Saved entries
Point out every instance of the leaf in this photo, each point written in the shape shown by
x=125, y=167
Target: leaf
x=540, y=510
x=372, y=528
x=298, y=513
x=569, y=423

OBJECTIVE ▸
Please copy every line of the entries above, word for word and in the same order.

RESULT ▸
Point out every instance of the leaf in this photo, each point written in the shape shown by
x=125, y=167
Target: leaf
x=540, y=510
x=372, y=528
x=298, y=513
x=569, y=423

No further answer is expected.